EN ÉCOUTANT HERSANT


Un seul instrument, une seule note répétée ou tenue : la musique chez lui, souvent, sort du silence peu à peu, comme s'il lui fallait renaître à chaque fois. Son premier opéra, Le château des Carpathes, fait mieux encore, qui après un bref coup de tonnerre s'ouvre sur les vocalises d'une cantatrice et un orchestre qui s'accorde, nous ramenant cette fois plus encore en amont, dans les limbes d'avant la musique.

On tend l'oreille, on se penche sur la chose en train de naître. La petite lueur s'affermit. La musique prend possession de l'espace. Bien des choses alors peuvent arriver : des envolées lyriques, des déchaînements chauffés à blanc — un seul instrument suffit, comme l'alto dans la Pavane, pour déclencher le pandémonium. Mais notre homme n'est pas du genre grandiloquent : au finale, évitant trompettes et tambours, il aime revenir au silence lentement, et nous devons retenir notre souffle, ne pas troubler le rêve qu'il a fait naître.

[Annotations par points]
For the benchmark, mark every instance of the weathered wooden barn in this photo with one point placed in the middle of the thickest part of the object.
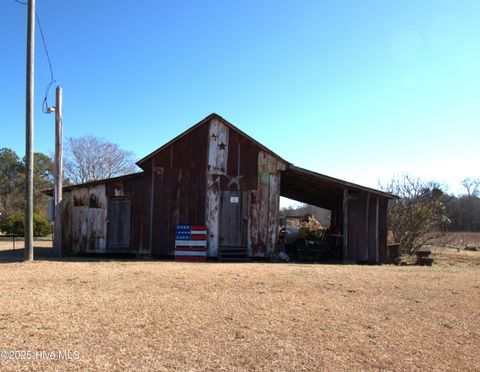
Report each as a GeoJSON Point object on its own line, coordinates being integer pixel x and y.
{"type": "Point", "coordinates": [215, 175]}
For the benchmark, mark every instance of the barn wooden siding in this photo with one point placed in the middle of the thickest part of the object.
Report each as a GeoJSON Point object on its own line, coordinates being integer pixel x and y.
{"type": "Point", "coordinates": [189, 176]}
{"type": "Point", "coordinates": [215, 175]}
{"type": "Point", "coordinates": [83, 213]}
{"type": "Point", "coordinates": [366, 236]}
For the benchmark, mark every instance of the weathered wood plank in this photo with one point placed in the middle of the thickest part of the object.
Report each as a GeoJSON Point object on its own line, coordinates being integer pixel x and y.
{"type": "Point", "coordinates": [345, 224]}
{"type": "Point", "coordinates": [273, 206]}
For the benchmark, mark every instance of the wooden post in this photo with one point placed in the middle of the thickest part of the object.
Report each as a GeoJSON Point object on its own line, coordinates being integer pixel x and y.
{"type": "Point", "coordinates": [29, 132]}
{"type": "Point", "coordinates": [376, 230]}
{"type": "Point", "coordinates": [58, 146]}
{"type": "Point", "coordinates": [366, 226]}
{"type": "Point", "coordinates": [345, 224]}
{"type": "Point", "coordinates": [58, 191]}
{"type": "Point", "coordinates": [152, 185]}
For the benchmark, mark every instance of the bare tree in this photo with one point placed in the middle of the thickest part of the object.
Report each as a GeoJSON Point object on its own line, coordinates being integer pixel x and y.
{"type": "Point", "coordinates": [472, 186]}
{"type": "Point", "coordinates": [89, 158]}
{"type": "Point", "coordinates": [418, 215]}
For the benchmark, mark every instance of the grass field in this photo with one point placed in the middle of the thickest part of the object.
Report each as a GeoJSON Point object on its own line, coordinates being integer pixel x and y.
{"type": "Point", "coordinates": [250, 316]}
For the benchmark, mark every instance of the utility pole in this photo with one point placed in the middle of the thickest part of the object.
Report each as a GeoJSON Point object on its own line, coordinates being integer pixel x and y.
{"type": "Point", "coordinates": [58, 146]}
{"type": "Point", "coordinates": [58, 170]}
{"type": "Point", "coordinates": [29, 133]}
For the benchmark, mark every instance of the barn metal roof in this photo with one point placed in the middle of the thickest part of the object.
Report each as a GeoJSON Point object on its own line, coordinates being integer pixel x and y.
{"type": "Point", "coordinates": [206, 120]}
{"type": "Point", "coordinates": [318, 189]}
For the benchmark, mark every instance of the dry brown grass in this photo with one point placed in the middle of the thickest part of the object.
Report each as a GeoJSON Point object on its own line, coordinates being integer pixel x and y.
{"type": "Point", "coordinates": [249, 316]}
{"type": "Point", "coordinates": [458, 239]}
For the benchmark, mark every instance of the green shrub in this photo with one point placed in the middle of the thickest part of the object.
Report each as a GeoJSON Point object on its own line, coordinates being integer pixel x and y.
{"type": "Point", "coordinates": [14, 225]}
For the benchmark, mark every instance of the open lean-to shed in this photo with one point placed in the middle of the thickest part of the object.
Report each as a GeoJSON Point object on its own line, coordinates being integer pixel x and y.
{"type": "Point", "coordinates": [215, 175]}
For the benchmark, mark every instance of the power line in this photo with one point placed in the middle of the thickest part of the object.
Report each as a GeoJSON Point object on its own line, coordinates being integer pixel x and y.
{"type": "Point", "coordinates": [52, 76]}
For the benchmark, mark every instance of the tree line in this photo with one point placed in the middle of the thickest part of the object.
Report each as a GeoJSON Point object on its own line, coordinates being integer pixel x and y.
{"type": "Point", "coordinates": [86, 159]}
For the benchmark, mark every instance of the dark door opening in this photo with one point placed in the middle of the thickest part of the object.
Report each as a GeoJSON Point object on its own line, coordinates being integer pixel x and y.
{"type": "Point", "coordinates": [118, 224]}
{"type": "Point", "coordinates": [233, 225]}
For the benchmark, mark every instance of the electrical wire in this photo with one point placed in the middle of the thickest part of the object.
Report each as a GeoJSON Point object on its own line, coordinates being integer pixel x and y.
{"type": "Point", "coordinates": [52, 76]}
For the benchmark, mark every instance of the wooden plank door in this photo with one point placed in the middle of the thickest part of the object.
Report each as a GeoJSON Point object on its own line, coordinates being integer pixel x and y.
{"type": "Point", "coordinates": [118, 224]}
{"type": "Point", "coordinates": [233, 223]}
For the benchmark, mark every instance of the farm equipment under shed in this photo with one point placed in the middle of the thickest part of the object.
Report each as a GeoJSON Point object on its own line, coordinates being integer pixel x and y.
{"type": "Point", "coordinates": [311, 240]}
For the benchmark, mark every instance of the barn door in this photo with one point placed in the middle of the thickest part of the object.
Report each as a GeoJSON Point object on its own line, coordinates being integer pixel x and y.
{"type": "Point", "coordinates": [118, 224]}
{"type": "Point", "coordinates": [233, 225]}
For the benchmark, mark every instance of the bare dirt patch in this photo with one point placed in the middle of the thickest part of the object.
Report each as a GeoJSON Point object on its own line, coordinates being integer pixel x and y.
{"type": "Point", "coordinates": [249, 316]}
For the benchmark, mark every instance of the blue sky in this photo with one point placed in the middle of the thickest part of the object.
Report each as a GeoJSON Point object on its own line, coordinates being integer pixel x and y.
{"type": "Point", "coordinates": [359, 90]}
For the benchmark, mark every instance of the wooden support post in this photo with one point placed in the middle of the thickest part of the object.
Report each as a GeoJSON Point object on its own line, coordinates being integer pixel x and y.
{"type": "Point", "coordinates": [366, 227]}
{"type": "Point", "coordinates": [58, 190]}
{"type": "Point", "coordinates": [376, 230]}
{"type": "Point", "coordinates": [152, 185]}
{"type": "Point", "coordinates": [29, 132]}
{"type": "Point", "coordinates": [345, 224]}
{"type": "Point", "coordinates": [58, 146]}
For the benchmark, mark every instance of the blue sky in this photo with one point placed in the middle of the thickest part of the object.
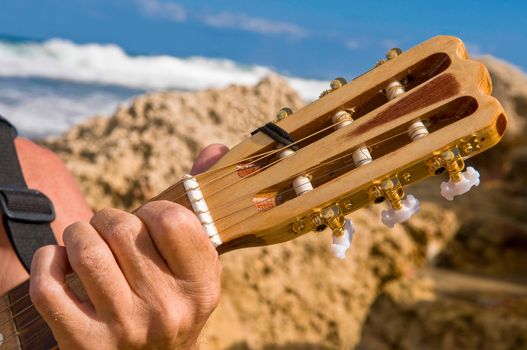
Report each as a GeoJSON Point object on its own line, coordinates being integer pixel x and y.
{"type": "Point", "coordinates": [302, 38]}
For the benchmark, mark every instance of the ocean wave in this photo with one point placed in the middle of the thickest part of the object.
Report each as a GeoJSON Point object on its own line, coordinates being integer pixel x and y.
{"type": "Point", "coordinates": [110, 64]}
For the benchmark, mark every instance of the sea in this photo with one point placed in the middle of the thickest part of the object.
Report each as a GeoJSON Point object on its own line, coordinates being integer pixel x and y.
{"type": "Point", "coordinates": [48, 86]}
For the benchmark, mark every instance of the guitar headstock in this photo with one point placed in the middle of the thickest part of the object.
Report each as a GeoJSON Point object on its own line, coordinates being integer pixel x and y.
{"type": "Point", "coordinates": [417, 114]}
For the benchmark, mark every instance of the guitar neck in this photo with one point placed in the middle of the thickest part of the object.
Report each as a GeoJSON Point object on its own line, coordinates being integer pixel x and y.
{"type": "Point", "coordinates": [21, 326]}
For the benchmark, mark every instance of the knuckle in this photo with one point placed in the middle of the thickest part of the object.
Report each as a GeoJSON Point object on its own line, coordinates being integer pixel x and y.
{"type": "Point", "coordinates": [87, 255]}
{"type": "Point", "coordinates": [115, 224]}
{"type": "Point", "coordinates": [42, 293]}
{"type": "Point", "coordinates": [204, 296]}
{"type": "Point", "coordinates": [173, 218]}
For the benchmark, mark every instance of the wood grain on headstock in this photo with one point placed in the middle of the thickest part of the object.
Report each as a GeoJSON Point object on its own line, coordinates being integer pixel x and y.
{"type": "Point", "coordinates": [444, 88]}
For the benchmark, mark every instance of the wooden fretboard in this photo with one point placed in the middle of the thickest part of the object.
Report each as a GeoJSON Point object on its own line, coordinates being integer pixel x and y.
{"type": "Point", "coordinates": [22, 327]}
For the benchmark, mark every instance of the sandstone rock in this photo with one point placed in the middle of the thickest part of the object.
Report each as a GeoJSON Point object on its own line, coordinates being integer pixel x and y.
{"type": "Point", "coordinates": [296, 295]}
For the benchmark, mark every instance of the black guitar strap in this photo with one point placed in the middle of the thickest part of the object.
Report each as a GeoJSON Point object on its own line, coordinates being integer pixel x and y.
{"type": "Point", "coordinates": [26, 213]}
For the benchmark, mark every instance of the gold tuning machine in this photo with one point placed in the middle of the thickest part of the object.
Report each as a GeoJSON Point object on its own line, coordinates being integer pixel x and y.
{"type": "Point", "coordinates": [334, 85]}
{"type": "Point", "coordinates": [283, 113]}
{"type": "Point", "coordinates": [331, 216]}
{"type": "Point", "coordinates": [334, 219]}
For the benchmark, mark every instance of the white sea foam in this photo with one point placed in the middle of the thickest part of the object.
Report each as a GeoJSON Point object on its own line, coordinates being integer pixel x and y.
{"type": "Point", "coordinates": [109, 64]}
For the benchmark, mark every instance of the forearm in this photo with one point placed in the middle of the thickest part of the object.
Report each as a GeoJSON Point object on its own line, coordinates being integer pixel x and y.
{"type": "Point", "coordinates": [44, 171]}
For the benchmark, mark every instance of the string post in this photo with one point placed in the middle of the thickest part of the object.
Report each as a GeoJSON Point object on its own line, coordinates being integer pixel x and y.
{"type": "Point", "coordinates": [283, 113]}
{"type": "Point", "coordinates": [399, 210]}
{"type": "Point", "coordinates": [343, 118]}
{"type": "Point", "coordinates": [392, 53]}
{"type": "Point", "coordinates": [460, 182]}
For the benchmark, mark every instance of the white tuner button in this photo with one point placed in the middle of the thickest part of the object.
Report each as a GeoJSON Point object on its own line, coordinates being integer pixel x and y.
{"type": "Point", "coordinates": [390, 216]}
{"type": "Point", "coordinates": [342, 243]}
{"type": "Point", "coordinates": [451, 189]}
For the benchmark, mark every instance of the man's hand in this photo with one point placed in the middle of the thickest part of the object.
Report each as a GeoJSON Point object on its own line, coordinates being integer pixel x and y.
{"type": "Point", "coordinates": [152, 278]}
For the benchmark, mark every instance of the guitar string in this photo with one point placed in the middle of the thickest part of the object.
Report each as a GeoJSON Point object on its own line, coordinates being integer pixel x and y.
{"type": "Point", "coordinates": [322, 164]}
{"type": "Point", "coordinates": [266, 154]}
{"type": "Point", "coordinates": [18, 331]}
{"type": "Point", "coordinates": [288, 190]}
{"type": "Point", "coordinates": [318, 166]}
{"type": "Point", "coordinates": [258, 158]}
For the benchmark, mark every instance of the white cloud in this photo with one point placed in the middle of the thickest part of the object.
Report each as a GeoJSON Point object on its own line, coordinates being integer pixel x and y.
{"type": "Point", "coordinates": [244, 22]}
{"type": "Point", "coordinates": [173, 11]}
{"type": "Point", "coordinates": [389, 43]}
{"type": "Point", "coordinates": [168, 10]}
{"type": "Point", "coordinates": [352, 44]}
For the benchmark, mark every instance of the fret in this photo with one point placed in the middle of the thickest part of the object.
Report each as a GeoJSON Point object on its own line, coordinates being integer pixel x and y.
{"type": "Point", "coordinates": [8, 340]}
{"type": "Point", "coordinates": [33, 332]}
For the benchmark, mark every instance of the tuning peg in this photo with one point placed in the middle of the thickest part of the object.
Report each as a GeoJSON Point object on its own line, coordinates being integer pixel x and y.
{"type": "Point", "coordinates": [460, 182]}
{"type": "Point", "coordinates": [342, 242]}
{"type": "Point", "coordinates": [399, 210]}
{"type": "Point", "coordinates": [468, 179]}
{"type": "Point", "coordinates": [392, 216]}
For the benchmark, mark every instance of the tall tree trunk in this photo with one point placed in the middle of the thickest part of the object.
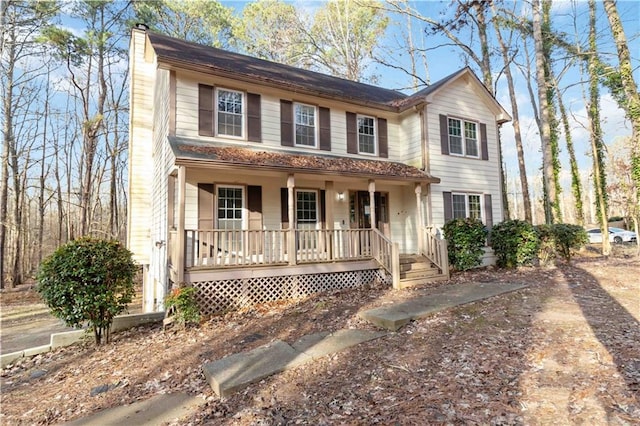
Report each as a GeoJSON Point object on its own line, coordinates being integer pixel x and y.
{"type": "Point", "coordinates": [576, 185]}
{"type": "Point", "coordinates": [43, 173]}
{"type": "Point", "coordinates": [545, 129]}
{"type": "Point", "coordinates": [554, 137]}
{"type": "Point", "coordinates": [524, 184]}
{"type": "Point", "coordinates": [487, 78]}
{"type": "Point", "coordinates": [597, 145]}
{"type": "Point", "coordinates": [633, 99]}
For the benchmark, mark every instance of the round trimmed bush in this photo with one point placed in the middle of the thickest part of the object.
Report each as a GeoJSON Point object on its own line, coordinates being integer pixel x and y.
{"type": "Point", "coordinates": [88, 280]}
{"type": "Point", "coordinates": [465, 242]}
{"type": "Point", "coordinates": [515, 243]}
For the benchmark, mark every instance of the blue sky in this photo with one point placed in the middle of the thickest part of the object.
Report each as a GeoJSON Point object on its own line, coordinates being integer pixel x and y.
{"type": "Point", "coordinates": [443, 59]}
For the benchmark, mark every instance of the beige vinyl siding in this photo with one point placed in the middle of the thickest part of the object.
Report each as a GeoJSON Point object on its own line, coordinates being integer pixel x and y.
{"type": "Point", "coordinates": [410, 139]}
{"type": "Point", "coordinates": [187, 116]}
{"type": "Point", "coordinates": [163, 160]}
{"type": "Point", "coordinates": [462, 174]}
{"type": "Point", "coordinates": [140, 145]}
{"type": "Point", "coordinates": [402, 202]}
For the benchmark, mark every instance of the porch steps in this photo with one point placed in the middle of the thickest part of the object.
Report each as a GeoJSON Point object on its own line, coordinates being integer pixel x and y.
{"type": "Point", "coordinates": [415, 270]}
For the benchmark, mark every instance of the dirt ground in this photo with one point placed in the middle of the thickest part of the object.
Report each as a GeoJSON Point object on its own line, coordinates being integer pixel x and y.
{"type": "Point", "coordinates": [564, 350]}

• Consignes:
**a)** Indiquez, sans rien d'autre, combien de lignes des données contiennent le mot « post ».
**b)** Prolongez l'extrait sur la musique de Hersant à la suite de sa dernière phrase.

• Réponses successives:
**a)** 3

**b)**
Ailleurs, l'humour mène le jeu. L'humour, enfant de l'intelligence et de la pudeur, ce musicien en est richement pourvu, pas besoin de connaître l'homme, cela s'entend. Sa musique sait se faire joyeuse, comme dans les Bagatelles pour clarinette, alto et piano, leur petit refrain guilleret, leurs piaillements de volatiles, ou les délicieux portraits sonores d'animaux des films de Philibert, Un animal des animaux, Nénette, ou encore les Duos pour alto et basson qui alternent lyrisme et comique, sourire et grimace. Certaines pages plus austères s'éclairent parfois d'un vague sourire, de même que la verve malicieuse, à tout moment, peut s'ombrer de mélancolie.

Le plus souvent, semble-t-il, la gravité l'emporte. Adaptant Jules Verne dans son Château des Carpathes, le compositeur aurait pu jouer sur le second degré, le kitsch ; il prend très au sérieux, au contraire, les personnages et l'histoire déchirante, celle d'Orphée trouvant son Eurydice morte.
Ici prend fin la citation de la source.